* GIVEN REQUEST *
Convert the entries below into a numbered list, one line per item, with blank lines removed and the pictures left out.

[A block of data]
───

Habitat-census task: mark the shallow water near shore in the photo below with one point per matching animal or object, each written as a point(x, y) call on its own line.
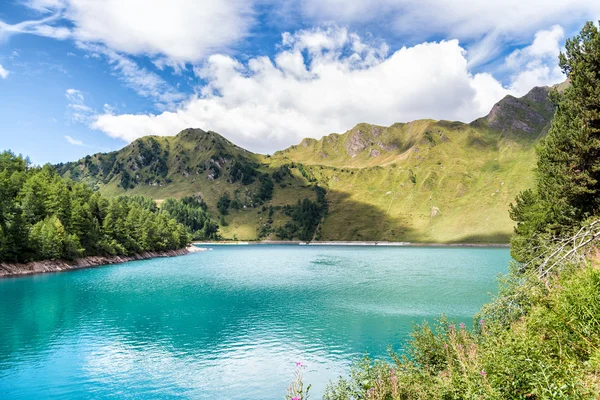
point(228, 323)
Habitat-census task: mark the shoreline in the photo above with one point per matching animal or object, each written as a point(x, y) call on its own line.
point(8, 270)
point(347, 243)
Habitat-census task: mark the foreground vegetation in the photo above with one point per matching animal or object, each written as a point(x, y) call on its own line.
point(46, 217)
point(540, 337)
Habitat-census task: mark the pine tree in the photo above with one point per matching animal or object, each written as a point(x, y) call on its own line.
point(567, 187)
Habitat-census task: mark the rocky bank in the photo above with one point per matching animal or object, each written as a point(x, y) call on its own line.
point(41, 267)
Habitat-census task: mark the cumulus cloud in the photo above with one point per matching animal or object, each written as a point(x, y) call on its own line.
point(536, 64)
point(77, 110)
point(3, 72)
point(486, 25)
point(327, 80)
point(143, 82)
point(74, 142)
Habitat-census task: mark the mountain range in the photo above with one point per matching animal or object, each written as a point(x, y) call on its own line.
point(422, 181)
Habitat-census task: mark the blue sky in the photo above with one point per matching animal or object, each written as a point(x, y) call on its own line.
point(83, 76)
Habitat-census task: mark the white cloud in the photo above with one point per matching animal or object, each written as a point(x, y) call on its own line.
point(486, 25)
point(327, 80)
point(77, 110)
point(537, 64)
point(3, 72)
point(74, 142)
point(181, 30)
point(143, 82)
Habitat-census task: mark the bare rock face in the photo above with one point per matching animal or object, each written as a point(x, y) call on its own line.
point(376, 131)
point(529, 115)
point(356, 143)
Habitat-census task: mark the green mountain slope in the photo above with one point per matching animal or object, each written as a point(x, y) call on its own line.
point(423, 181)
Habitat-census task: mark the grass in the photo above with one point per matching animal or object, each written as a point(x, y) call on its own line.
point(424, 181)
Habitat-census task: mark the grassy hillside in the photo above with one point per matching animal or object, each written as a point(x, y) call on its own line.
point(423, 181)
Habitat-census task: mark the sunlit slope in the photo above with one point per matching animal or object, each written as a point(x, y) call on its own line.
point(428, 181)
point(197, 163)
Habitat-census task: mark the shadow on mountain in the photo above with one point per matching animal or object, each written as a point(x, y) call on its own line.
point(492, 237)
point(351, 220)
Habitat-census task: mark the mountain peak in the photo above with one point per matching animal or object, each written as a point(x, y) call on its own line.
point(525, 117)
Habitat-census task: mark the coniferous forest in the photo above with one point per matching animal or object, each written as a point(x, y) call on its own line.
point(45, 217)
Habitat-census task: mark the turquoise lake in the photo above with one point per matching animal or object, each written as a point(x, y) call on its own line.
point(229, 323)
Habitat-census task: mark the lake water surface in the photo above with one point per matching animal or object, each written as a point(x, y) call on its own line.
point(228, 323)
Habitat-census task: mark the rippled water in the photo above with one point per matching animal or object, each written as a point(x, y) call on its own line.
point(228, 323)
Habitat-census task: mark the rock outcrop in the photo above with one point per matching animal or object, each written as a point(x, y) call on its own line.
point(41, 267)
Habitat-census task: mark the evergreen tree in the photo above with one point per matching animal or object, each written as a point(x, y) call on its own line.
point(567, 189)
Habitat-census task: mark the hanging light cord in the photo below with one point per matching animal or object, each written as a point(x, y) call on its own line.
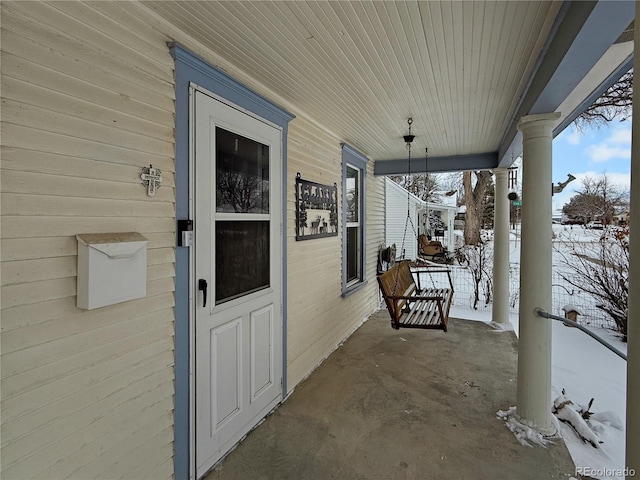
point(408, 139)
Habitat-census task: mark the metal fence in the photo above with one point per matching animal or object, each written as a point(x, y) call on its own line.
point(563, 296)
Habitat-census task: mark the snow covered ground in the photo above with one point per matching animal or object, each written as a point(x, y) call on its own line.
point(584, 369)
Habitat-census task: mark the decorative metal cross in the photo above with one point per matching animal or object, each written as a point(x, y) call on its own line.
point(151, 179)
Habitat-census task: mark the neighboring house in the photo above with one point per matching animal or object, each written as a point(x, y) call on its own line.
point(231, 103)
point(403, 228)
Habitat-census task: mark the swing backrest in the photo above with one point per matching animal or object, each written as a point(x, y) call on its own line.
point(429, 247)
point(397, 282)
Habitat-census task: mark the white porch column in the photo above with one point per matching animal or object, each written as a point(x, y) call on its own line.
point(633, 317)
point(500, 312)
point(534, 350)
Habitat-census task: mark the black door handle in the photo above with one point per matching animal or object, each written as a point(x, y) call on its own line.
point(202, 285)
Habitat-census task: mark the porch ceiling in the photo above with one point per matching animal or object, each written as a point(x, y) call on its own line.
point(463, 70)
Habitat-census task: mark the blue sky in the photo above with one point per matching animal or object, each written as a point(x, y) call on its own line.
point(592, 152)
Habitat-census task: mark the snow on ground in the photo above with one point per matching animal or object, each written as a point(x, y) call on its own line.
point(585, 369)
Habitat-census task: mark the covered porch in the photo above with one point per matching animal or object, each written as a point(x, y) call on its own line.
point(400, 404)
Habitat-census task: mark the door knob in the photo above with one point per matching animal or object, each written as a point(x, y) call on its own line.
point(202, 285)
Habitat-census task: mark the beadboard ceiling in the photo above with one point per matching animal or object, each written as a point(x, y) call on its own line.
point(360, 68)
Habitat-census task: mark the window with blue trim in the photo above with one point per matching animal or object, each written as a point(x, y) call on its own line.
point(354, 167)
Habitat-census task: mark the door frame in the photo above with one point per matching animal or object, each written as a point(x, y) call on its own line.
point(192, 72)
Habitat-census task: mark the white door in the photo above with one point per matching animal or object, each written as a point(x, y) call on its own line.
point(238, 316)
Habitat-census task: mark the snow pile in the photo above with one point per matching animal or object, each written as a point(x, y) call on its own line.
point(501, 327)
point(523, 433)
point(578, 420)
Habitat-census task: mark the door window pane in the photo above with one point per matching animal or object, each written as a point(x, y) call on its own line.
point(353, 204)
point(352, 254)
point(242, 174)
point(242, 258)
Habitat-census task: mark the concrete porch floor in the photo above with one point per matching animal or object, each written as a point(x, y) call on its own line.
point(407, 404)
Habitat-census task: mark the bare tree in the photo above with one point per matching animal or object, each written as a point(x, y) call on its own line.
point(614, 104)
point(475, 200)
point(422, 185)
point(479, 261)
point(597, 200)
point(601, 270)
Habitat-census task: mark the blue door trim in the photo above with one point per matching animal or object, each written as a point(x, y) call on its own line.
point(189, 69)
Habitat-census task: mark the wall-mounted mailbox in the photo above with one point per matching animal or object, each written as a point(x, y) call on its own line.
point(112, 268)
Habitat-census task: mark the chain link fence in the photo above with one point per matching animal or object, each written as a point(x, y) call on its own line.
point(563, 296)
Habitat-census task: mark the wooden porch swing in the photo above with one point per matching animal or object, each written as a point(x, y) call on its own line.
point(410, 305)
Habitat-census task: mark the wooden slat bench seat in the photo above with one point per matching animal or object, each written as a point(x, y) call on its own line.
point(412, 307)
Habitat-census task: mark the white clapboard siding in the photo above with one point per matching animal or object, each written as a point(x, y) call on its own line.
point(87, 100)
point(399, 231)
point(319, 318)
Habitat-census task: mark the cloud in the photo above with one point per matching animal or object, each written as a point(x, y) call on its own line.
point(574, 137)
point(616, 146)
point(621, 180)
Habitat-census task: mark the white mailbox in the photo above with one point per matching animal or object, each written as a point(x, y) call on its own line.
point(112, 268)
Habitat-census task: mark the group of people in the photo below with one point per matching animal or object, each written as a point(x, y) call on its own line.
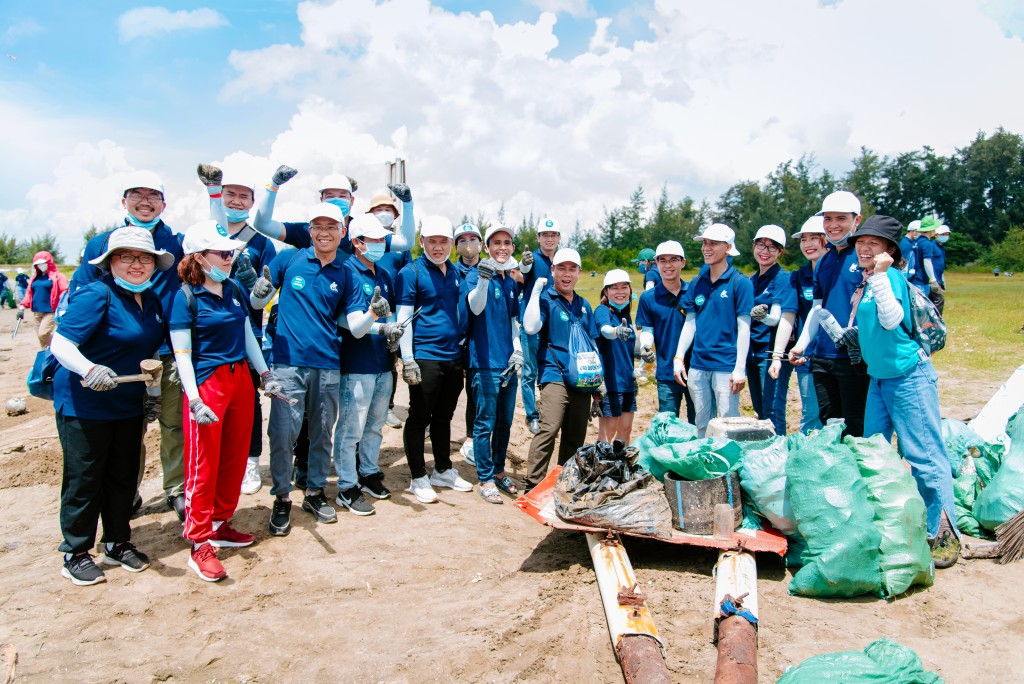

───

* COMPLETED TASK *
1. Habitat-census task: mark the shallow water near shore in the photo below with one point per matching animal or object, each written as a point(x, y) call on its own line.
2. point(228, 323)
3. Habitat-census task: mark the shoreline in the photo above with one point per matching animal or object, each written as a point(x, y) call on its own line.
4. point(8, 270)
5. point(347, 243)
6. Habitat-census task: mark the foreground vegetation in the photo above with one point per matching animal or object, each written as a point(x, y) call on its own line.
7. point(46, 217)
8. point(540, 337)
9. Habitat-census task: mark the pine tree in the photo above with one point per matching animal or object, each written as a point(x, y) call on its own line.
10. point(567, 187)
11. Habitat-census task: mark the rocky bank in the photo above with one point per matching animal or object, each written as a point(x, y) call on its own line.
12. point(41, 267)
13. Habitat-census task: mark the cumulus cloud in the photo above with one point per matching animal or object, each written as a point(x, y) call on its own line.
14. point(536, 64)
15. point(77, 110)
16. point(3, 72)
17. point(486, 25)
18. point(327, 80)
19. point(143, 82)
20. point(74, 142)
21. Habitat-census task: mark the mountain range in the photo above with one point per matching animal or object, each written as a point(x, y) call on its own line.
22. point(422, 181)
23. Habitat-census task: mark the blue sky in the photo above with one point per matching animal or object, each written as a point(x, y) call on its own line.
24. point(83, 76)
25. Habitat-census task: mark the white cloud in the photo above with one point per matching animal or object, each written as a point(x, y) call on its own line.
26. point(486, 25)
27. point(327, 80)
28. point(77, 110)
29. point(537, 64)
30. point(3, 72)
31. point(74, 142)
32. point(181, 30)
33. point(143, 82)
34. Habitat-census task: mark the bare rock face in the photo above with one point per matching animal or object, each written as a point(x, y) call on its own line.
35. point(376, 131)
36. point(529, 115)
37. point(356, 143)
38. Habitat-census task: mark the green mountain slope in the photo above with one point per matching animal or object, each written as a point(x, y) call on its own line.
39. point(423, 181)
40. Habitat-census task: mark the grass in the photo above with one point per matching animal or object, each written as a point(x, y) call on its own line.
41. point(424, 181)
42. Habitat-census task: mark the grassy hillside in the photo above with one point per matching animal or object, each written as a point(x, y) call on its own line.
43. point(423, 181)
44. Habitat-census task: mark the sunlit slope in the photo above with one point per matching animal or object, each written as a point(x, y) call on its own line.
45. point(428, 181)
46. point(197, 163)
47. Habitat-census task: mark the shadow on mountain in the photo above with one point per matching animal or object, each written as a point(x, y) call on its own line.
48. point(492, 237)
49. point(351, 220)
50. Habitat-census task: mark the mountain peak in the photo above with one point per matching animal or object, each written as a point(x, y) call on its own line.
51. point(525, 117)
52. Habitat-census task: mark the coniferous forest in the photo above with one point per matching animal or object, each written as a point(x, y) call on its own line.
53. point(45, 217)
54. Habitat-census task: mark the turquoise lake in the photo above with one point per matching animal or object, each written as a point(x, y) call on its own line.
55. point(229, 323)
56. Habitat-census task: mark the lake water surface in the photo above with one point per matching animal or object, each written as a point(x, y) call on its own line.
57. point(228, 323)
58. Habitat-census task: mark the rippled water in the photo above with one point per matching animal or object, each written as a point(x, y) call on its own line.
59. point(228, 323)
60. Habitat-census task: mark the rock outcrop in the photo above with one point per matching animal or object, each written as a point(x, y) call on its own line.
61. point(41, 267)
62. Habitat-census task: mark the evergreen tree in the photo above with one point per matching animal or object, each written as a point(x, y) call on its own line.
63. point(567, 189)
64. Habitat-census task: mark the hanging light cord in the photo below with one point per matching animal or object, each written as a point(x, y) call on its own line.
65. point(408, 139)
66. Habitat-census task: mark the metal fence in the photo above with one point per matching animal or object, each written as a point(x, y) call on its own line.
67. point(563, 296)
68. Habitat-census task: mark the snow covered ground in the photo above with one point per matching animal or object, each written as a point(x, y) call on its own line.
69. point(584, 369)
70. Habitat-census task: mark the decorative metal cross in the photo above with one point per matching animal or object, each written as a point(x, y) call on its own line.
71. point(151, 179)
72. Habitat-census task: mark the neighboring house in the photo above with one point per matching animal or object, each written as a point(x, y) call on its own line.
73. point(231, 103)
74. point(403, 228)
75. Habitat-census task: mark the swing backrest in the photo above with one point per matching animal or object, each written as a point(x, y) call on its own line.
76. point(429, 247)
77. point(397, 282)
78. Habitat-census task: mark the white porch column in the photo above with one point per matching animal or object, each written as a point(x, y) call on its own line.
79. point(633, 317)
80. point(500, 312)
81. point(534, 350)
82. Habitat-census task: mark the black door handle in the photo above with one point per matching animal or object, each written as a point(x, y) call on its own line.
83. point(202, 285)
84. Habitat-census task: mark the porch ceiling in the photo above with one point per matching animal or object, each written as a point(x, y) call on its own line.
85. point(463, 70)
86. Habitat-census task: mark the blue sky in the photo above with one point per matching animal or object, each written as a point(x, y) call on its own line.
87. point(592, 152)
88. Habitat-census task: mark the snow on ground in the photo above with one point per matching animal or object, each written as a point(x, y) call on its own line.
89. point(585, 369)
90. Habitat-census task: mark the covered porch in the photo above with one point per matching animal or object, each written as a point(x, y) call on its own line.
91. point(400, 404)
92. Habitat-census task: mark the door knob in the photo above with one point per matching animal or object, each written as a point(x, y) call on its own line.
93. point(202, 285)
94. Habitat-census task: mark the beadboard ceiling in the photo above with one point per matching animal or object, each written as a point(x, y) call on its own line.
95. point(360, 68)
96. Habitat-census task: mark the window with blue trim in the photo above with one point per matching animal or object, each written as a point(x, y) call on its own line.
97. point(354, 167)
98. Habitat-census task: mark the door frame in the photo above with one point per matching animal or object, each written as a point(x, y) call on its own line.
99. point(192, 72)
100. Habitat-census task: mark the white door in the photo above with one point per matching animal or object, each written as a point(x, y) call on its own line.
101. point(238, 316)
102. Habitat-census task: mark the snow pile in the photo above with one point per matching animal or object, each written as a point(x, y) call on its own line.
103. point(501, 327)
104. point(523, 433)
105. point(578, 420)
106. Habitat-census task: mark the door window pane in the photo above with one point per matching animal or object, each written as a point(x, y) call on its own line.
107. point(353, 204)
108. point(352, 254)
109. point(242, 174)
110. point(242, 258)
111. Habitat-census task: mark the concrete porch floor in the photo above with one point per matching animal or object, each written as a point(x, y) call on its own line.
112. point(407, 404)
113. Habitat-census task: mark the bare tree in the photo above with one point per matching animal or object, each written as a point(x, y) call on its own line.
114. point(614, 104)
115. point(475, 200)
116. point(422, 185)
117. point(479, 261)
118. point(597, 200)
119. point(601, 270)
120. Habitat-census task: mark the blue door trim in the photo above with one point per matching animal or object, each written as a point(x, y) call on its own line.
121. point(189, 69)
122. Habitat-census task: mark the wall-mounted mailbox in the photo above with one point per matching animal or object, each written as a point(x, y) call on its own line.
123. point(112, 268)
124. Habitat-census task: mark the chain link fence in the photo above with one point per matching animal or object, each written as a point(x, y) call on its own line.
125. point(563, 296)
126. Habitat-census task: mark the wooden porch swing in the photo above with one point per matching animal or object, each written as a point(x, y) call on its own line.
127. point(410, 305)
128. Habitat-census task: mark the wooden slat bench seat in the photo above with one point per matching animal or object, each written as a point(x, y) call on its own line.
129. point(412, 307)
130. Habitat-census task: mark the white clapboard siding in the photo above with one point per matching animal or object, each written as a point(x, y) call on its own line.
131. point(87, 100)
132. point(399, 231)
133. point(319, 318)
134. Habitat-census task: mark the cloud in the photo above with one point per matching animal or object, each written as a point(x, y) call on its own line.
135. point(574, 137)
136. point(616, 146)
137. point(621, 180)
138. Habitat-census task: mark the white mailbox in the photo above with one point per matching animal or object, each written as a point(x, y) call on its own line.
139. point(112, 268)
140. Habitat-census task: mark the group of people in the photo below with one point per matching animal or object, each written as a point(x, y) call on its own line.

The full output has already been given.